Only the lines from the one containing "dark tree, each" to the end of the records belong in the output; print them exactly.

▬▬▬▬▬▬▬▬▬▬

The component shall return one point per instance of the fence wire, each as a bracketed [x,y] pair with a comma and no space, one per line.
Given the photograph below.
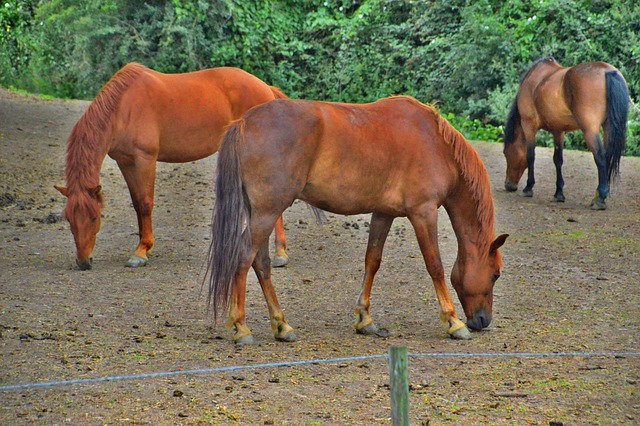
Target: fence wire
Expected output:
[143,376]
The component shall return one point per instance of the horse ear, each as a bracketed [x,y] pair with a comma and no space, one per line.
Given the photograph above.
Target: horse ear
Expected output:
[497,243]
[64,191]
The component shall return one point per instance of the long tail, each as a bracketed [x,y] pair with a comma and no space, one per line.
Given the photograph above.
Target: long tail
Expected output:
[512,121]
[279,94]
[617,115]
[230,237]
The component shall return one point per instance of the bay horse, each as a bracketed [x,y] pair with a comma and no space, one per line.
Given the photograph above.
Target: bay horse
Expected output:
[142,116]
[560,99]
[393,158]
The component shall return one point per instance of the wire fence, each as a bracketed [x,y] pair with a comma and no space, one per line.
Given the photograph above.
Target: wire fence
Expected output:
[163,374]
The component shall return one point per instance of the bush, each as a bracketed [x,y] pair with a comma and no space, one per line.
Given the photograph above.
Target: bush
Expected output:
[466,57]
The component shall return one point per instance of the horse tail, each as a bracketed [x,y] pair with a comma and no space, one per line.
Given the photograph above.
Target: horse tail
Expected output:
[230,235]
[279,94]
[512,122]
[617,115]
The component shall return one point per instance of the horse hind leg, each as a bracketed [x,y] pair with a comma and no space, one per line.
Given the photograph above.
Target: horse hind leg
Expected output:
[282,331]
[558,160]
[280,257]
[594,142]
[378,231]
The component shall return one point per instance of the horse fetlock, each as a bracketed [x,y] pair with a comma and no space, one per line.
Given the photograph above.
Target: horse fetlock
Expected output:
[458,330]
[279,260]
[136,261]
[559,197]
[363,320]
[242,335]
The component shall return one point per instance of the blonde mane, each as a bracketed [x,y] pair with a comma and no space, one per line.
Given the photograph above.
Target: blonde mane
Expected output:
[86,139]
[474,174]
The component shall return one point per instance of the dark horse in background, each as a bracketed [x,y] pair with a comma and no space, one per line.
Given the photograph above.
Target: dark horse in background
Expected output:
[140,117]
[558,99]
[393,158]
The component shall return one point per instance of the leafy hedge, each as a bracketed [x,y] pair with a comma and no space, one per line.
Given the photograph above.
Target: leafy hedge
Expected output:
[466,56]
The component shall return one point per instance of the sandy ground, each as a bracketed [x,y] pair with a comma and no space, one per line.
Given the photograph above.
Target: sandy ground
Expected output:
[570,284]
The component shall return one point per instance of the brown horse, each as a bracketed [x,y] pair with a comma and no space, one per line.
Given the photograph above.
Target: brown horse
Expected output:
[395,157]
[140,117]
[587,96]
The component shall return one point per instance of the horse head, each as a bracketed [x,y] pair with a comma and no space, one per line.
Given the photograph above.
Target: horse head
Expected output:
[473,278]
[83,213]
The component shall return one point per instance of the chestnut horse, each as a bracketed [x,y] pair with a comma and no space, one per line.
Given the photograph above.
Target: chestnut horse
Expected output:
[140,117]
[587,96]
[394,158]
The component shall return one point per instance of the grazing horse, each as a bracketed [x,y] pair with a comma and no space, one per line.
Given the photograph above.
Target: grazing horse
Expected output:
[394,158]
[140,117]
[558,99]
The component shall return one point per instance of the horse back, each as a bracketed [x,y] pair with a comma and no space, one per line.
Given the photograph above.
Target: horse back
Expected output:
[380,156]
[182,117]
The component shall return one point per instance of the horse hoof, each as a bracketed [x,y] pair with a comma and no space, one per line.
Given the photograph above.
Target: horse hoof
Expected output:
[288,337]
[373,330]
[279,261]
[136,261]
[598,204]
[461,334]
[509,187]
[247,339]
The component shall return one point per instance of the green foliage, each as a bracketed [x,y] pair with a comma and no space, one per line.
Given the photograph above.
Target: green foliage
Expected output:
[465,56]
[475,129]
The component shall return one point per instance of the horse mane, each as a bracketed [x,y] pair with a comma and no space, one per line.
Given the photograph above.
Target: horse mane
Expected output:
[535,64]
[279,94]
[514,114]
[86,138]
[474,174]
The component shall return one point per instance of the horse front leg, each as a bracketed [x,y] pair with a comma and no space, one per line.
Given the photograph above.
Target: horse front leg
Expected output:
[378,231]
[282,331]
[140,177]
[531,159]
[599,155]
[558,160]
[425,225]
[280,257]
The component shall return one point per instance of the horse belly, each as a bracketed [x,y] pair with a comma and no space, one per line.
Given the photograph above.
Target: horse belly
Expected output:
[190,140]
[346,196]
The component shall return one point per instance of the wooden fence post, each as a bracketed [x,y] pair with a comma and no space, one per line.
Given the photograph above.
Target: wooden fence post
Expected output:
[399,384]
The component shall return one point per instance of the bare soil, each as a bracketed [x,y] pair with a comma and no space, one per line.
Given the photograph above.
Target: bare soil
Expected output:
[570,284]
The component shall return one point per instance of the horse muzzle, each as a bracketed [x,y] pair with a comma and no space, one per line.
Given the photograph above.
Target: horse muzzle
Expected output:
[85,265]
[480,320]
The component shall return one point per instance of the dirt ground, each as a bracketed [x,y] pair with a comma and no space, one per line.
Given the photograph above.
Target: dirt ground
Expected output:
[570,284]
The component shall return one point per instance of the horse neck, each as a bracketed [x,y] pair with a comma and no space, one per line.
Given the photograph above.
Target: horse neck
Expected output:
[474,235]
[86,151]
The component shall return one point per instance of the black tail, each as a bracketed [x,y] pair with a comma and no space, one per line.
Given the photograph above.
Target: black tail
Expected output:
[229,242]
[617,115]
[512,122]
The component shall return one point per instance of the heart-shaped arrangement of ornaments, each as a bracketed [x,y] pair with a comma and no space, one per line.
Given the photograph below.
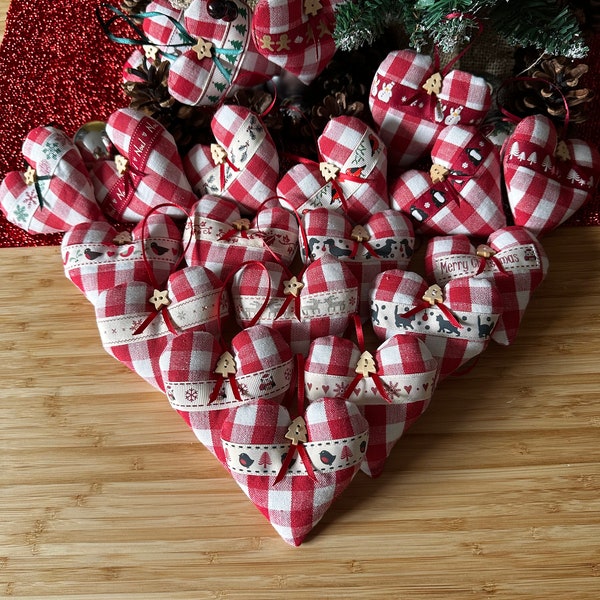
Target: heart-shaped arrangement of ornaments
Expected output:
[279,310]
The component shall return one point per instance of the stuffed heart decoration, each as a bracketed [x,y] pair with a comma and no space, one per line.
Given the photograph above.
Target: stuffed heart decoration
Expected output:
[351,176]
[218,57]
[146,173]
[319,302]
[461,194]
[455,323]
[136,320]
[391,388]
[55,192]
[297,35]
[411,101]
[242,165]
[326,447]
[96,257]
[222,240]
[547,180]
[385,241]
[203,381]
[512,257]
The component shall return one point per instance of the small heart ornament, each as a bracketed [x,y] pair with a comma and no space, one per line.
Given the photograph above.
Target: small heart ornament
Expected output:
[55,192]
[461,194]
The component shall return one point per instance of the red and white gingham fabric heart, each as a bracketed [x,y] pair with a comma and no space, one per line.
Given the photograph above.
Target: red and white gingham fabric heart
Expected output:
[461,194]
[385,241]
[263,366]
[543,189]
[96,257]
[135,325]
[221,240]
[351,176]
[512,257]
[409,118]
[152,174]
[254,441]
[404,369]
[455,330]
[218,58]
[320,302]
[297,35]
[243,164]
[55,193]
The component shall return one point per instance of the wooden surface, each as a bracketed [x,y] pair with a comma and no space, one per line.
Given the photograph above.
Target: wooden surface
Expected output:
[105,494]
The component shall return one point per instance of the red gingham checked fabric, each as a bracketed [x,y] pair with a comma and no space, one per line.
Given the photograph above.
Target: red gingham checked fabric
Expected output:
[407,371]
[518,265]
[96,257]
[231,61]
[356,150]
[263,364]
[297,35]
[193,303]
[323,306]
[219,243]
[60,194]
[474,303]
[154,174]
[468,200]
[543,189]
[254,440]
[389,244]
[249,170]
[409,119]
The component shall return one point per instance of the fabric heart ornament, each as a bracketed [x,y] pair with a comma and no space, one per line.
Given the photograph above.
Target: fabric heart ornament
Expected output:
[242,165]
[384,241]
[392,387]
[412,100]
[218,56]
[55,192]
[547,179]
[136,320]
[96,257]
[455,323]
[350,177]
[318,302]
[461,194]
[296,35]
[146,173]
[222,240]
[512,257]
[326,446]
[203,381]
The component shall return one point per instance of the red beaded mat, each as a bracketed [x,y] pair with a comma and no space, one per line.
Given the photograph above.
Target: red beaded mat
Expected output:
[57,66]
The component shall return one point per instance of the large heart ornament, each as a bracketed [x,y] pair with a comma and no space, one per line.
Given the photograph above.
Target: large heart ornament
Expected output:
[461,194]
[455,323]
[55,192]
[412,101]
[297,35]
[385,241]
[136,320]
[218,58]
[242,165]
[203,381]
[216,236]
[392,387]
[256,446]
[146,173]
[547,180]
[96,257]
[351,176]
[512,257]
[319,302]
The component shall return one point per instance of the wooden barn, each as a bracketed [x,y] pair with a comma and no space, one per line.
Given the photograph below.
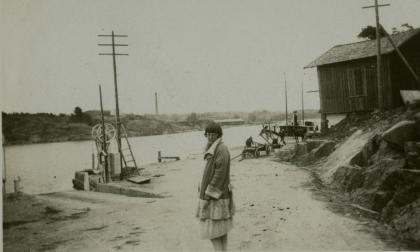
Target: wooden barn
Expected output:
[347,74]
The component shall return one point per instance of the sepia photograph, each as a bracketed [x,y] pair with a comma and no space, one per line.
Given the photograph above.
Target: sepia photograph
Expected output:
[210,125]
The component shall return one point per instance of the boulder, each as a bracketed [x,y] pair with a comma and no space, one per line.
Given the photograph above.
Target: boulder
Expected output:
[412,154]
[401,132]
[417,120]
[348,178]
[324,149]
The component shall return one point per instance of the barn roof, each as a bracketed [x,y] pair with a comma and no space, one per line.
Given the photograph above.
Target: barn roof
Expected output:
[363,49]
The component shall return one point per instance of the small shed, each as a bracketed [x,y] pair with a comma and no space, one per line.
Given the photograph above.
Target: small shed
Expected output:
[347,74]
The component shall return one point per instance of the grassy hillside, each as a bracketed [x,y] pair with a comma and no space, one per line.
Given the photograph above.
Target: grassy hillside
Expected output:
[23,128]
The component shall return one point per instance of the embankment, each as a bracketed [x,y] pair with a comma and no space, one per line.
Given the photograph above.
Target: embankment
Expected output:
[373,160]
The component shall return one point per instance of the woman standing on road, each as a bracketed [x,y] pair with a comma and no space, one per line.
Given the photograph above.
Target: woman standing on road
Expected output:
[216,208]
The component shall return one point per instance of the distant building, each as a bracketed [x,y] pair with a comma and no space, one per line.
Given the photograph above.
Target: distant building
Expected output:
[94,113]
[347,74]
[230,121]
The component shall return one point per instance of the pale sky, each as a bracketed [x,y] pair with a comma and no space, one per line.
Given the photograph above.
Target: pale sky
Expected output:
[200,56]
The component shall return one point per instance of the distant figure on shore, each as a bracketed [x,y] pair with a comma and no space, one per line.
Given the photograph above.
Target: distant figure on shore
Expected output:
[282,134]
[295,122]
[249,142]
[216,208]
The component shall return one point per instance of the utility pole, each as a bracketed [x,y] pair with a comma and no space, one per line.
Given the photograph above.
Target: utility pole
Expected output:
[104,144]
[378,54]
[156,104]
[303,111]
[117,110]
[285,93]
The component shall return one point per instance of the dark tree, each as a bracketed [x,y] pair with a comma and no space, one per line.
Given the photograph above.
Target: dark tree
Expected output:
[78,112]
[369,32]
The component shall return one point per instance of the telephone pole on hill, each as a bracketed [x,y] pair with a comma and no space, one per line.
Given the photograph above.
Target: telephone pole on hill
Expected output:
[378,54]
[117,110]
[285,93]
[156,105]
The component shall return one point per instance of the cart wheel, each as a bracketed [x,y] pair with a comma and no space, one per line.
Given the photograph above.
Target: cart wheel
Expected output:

▬▬▬▬▬▬▬▬▬▬

◆ ANSWER ◆
The component shall return one point per instance of the dark tree, each as a bracketed [x,y] pair with a comma and no space, one per line.
Given the photograph above.
Target: dark tree
Expected output:
[78,112]
[369,32]
The component shall return one point per instance of the telephone pole on hill, each as a bracketed [x,y] pair with a comma and no space, one per line.
Given the photograph above.
Target: telephone pole on hill
Expected output:
[378,54]
[117,110]
[285,93]
[156,105]
The component shall return one point per instance of the cart wheel, each as a bracketed [x,y] pair with a comma and no space, one per line.
Given the photograph above.
Target: cart wheel
Expected output:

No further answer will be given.